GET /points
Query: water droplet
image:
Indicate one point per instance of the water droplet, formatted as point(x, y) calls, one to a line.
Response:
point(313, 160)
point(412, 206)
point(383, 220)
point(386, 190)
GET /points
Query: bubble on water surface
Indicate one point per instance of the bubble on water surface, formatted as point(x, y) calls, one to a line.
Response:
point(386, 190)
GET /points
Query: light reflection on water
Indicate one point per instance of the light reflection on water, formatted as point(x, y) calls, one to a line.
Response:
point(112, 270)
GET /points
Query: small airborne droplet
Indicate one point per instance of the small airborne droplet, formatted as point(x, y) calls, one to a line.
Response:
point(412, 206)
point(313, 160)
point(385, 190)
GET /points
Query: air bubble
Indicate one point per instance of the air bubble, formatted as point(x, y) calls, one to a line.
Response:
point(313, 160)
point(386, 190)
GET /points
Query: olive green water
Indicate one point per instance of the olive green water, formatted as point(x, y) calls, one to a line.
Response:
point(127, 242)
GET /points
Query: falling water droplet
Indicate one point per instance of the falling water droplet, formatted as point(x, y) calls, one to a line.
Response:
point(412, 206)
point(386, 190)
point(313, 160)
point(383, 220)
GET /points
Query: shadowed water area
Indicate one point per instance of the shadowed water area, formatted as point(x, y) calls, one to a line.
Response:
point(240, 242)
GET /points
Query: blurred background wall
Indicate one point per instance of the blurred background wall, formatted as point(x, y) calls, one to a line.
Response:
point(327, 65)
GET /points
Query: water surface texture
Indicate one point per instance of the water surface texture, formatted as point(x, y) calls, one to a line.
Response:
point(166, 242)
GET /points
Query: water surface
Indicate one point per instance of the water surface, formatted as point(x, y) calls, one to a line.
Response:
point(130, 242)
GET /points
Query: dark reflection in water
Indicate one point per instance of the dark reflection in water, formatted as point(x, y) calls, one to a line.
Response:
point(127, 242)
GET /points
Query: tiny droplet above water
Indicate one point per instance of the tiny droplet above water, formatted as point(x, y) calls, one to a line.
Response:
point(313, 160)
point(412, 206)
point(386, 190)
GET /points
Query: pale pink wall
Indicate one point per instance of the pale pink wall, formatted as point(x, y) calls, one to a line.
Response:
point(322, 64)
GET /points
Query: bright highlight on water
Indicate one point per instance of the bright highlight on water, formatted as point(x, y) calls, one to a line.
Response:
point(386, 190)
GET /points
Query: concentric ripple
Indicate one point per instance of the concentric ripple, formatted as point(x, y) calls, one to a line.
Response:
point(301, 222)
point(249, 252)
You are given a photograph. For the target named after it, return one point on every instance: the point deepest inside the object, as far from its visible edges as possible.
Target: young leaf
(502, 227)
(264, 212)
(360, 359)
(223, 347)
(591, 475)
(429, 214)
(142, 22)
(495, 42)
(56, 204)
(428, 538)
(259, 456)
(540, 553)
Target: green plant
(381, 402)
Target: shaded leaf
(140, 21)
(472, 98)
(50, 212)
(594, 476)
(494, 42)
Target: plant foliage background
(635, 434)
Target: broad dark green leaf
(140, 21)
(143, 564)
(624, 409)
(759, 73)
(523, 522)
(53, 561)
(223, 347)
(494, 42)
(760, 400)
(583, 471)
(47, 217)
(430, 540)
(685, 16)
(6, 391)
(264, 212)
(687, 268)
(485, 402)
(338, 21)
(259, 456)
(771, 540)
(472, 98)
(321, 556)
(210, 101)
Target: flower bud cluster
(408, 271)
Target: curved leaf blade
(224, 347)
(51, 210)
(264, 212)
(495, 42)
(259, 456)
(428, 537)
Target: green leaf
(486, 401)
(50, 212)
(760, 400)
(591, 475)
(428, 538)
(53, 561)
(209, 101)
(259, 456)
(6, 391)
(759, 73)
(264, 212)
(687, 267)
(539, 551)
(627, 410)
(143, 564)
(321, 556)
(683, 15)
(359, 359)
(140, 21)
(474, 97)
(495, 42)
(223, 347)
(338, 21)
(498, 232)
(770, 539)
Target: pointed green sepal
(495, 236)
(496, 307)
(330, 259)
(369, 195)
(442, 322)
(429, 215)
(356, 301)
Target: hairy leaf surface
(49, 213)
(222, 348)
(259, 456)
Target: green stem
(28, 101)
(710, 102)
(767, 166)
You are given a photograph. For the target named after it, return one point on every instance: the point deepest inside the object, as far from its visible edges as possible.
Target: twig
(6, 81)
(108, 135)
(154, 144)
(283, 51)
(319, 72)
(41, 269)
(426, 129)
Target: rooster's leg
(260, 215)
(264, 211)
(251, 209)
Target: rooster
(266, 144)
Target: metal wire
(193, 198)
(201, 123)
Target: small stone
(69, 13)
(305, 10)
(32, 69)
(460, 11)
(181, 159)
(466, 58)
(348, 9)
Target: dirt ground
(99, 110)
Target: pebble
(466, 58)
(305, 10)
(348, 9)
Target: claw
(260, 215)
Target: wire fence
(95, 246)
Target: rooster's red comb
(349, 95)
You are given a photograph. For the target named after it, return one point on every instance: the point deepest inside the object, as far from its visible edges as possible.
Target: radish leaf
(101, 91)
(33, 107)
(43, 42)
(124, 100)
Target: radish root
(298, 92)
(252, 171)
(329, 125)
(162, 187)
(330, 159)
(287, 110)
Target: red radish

Requirement:
Given the records above, return exactly the lines starting at the line containing "Query: pale pink wall" and ending at the line containing "Indicate one point per instance of the concentric", including both.

Exercise response:
Query: pale pink wall
Indicate one point per instance of the pale pink wall, formatted as point(x, y) calls, one to a line.
Response:
point(322, 64)
GET /points
Query: bright highlight on water
Indicate one point per instance of the bright highlight on water, formatted as point(x, y) calls, one to a line.
Response:
point(386, 190)
GET /points
Query: concentric ripple
Indicate one point per instance of the concentric ripple, formatted as point(x, y) calls, one to a line.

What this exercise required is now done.